Source document:
· · · · · · ·

Everything you know about Utahraptor hands is wrong! - Fossil Crates

Everything you know about Utahraptor hands is wrong!

Utahraptor, the Early Cretaceous apex predator of Utah and the largest dromaeosaurid "raptor" ever discovered, is mounted with toe claws on its hands!

 

Utahraptor hand claw

Toe Claws on its hands! (Toe claw on bottom right side of image)

 Utahraptor toe claws pedal ungual

Utahraptor toe claws (note similarity to hand claws)

Known from multiple locations in southern Utah, Utahraptor material is entirely disarticulated, meaning none of its bones were found attached to each other.  Instead it was found in what I lovingly refer to as a "bone salad", a scenario where over 20 big animals died and were on the surface for quite awhile and thus scavenged and subjected to rainstorms, wind, and trampling, only to be buried in a flash flood.  It is relatively easy to identify individual bones belonging to nodosaurids versus iguanodontids versus sauropods versus theropods, but when working on entirely new animals it becomes more difficult to know which claws go to which sized individual, or in the case of Utahraptor, which claws went on the hands versus the foot!

When Utahraptor was named in 1993 the very first identifying character used was its giant hand claws.  In 2001 it was learned that the large hand claws are actually toe claws, the hand claw had a much different morphology, very recurved, resembling a meat hook, rather than the slashing blades on display around the world.  This conclusion was confirmed in 2007 by a study that provided instructions on how to differentiate the hand from toe claws.  Using this knowledge a second hand claw of Utahraptor was identified!  

 

Utahraptor hand claw manual ungula

Notice how recurved it is!

 

Utahraptor toe claw pedal ungual

Not as recurved as the hand claw

 

What we don't know is which hand claw goes with which toe claws. We don't know how large the hand claws were as the two known hand claws are small and might go to a small individual.  However, they could go to a larger individual, which would indicate it had much smaller hand claws than we believed it had.  Until we find one articulated we won't know for sure.  Our best hope is the megablock being worked on in Salt Lake City!

· · · · · · ·

Given information:

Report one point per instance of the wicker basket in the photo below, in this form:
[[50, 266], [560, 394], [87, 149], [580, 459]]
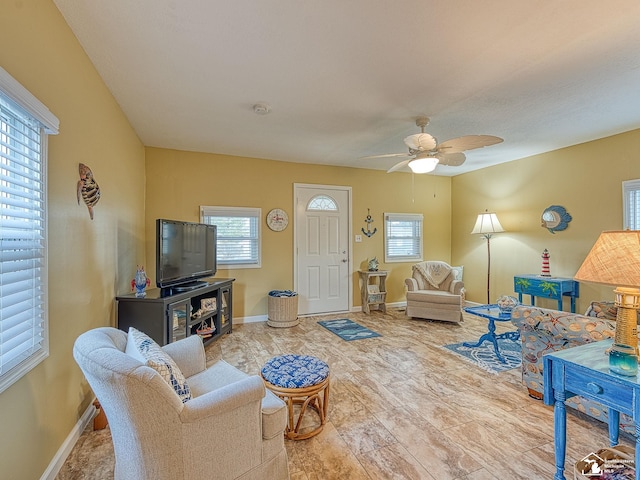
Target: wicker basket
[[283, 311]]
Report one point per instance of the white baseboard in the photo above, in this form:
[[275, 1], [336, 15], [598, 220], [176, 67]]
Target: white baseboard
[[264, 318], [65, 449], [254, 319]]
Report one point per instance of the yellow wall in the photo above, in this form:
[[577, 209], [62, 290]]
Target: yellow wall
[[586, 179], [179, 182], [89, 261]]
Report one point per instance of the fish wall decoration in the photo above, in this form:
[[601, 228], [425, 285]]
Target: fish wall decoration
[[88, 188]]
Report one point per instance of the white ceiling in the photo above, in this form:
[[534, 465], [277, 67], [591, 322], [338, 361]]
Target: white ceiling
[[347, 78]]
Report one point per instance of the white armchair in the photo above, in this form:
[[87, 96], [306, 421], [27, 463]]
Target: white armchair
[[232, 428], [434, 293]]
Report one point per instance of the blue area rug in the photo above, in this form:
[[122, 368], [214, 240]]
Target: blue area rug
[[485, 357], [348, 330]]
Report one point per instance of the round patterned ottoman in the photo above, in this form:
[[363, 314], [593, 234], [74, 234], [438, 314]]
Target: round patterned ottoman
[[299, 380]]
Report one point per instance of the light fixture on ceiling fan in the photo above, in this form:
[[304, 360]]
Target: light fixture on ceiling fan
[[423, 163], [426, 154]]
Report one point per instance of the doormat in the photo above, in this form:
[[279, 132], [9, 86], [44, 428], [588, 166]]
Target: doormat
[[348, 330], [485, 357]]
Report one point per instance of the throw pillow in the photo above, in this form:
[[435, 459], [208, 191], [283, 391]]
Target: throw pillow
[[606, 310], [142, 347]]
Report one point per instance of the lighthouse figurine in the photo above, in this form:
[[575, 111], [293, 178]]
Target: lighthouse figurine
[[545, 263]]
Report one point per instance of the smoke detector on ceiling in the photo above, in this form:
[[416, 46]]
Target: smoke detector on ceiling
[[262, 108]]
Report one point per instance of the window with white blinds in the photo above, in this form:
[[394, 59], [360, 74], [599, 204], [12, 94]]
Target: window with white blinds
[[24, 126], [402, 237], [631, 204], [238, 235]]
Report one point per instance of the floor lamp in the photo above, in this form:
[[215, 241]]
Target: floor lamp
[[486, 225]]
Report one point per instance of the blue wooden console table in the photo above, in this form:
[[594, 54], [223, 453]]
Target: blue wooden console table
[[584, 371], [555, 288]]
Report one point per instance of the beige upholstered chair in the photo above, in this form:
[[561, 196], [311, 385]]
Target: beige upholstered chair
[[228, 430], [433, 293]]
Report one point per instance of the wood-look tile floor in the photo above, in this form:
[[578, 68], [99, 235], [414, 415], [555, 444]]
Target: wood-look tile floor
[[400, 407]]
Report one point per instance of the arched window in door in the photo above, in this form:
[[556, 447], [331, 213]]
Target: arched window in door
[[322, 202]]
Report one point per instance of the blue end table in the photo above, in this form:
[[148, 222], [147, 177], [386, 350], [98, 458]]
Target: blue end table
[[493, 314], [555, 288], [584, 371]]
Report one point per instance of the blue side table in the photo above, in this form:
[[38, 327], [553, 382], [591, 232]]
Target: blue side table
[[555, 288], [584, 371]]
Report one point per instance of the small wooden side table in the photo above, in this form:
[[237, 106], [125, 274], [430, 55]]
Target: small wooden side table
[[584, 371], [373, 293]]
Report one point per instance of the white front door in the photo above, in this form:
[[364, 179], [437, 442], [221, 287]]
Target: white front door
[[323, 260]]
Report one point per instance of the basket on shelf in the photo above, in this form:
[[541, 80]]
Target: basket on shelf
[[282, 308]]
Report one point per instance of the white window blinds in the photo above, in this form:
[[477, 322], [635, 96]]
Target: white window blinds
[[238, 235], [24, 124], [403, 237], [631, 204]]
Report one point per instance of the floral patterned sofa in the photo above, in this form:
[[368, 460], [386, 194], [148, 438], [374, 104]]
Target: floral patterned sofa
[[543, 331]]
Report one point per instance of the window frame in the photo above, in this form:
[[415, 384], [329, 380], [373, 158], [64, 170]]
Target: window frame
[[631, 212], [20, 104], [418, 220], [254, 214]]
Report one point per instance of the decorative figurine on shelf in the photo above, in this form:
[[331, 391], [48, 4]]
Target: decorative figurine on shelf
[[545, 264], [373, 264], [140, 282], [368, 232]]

· · · · · · ·

Task to carry out:
Answer these from the article on Utahraptor hands:
(a) How many big animals died in the "bone salad"?
(b) In what year was it learned that the large hand claws are actually toe claws?
(c) In which city is the megablock being worked on?

Exercise solution:
(a) Over 20
(b) 2001
(c) Salt Lake City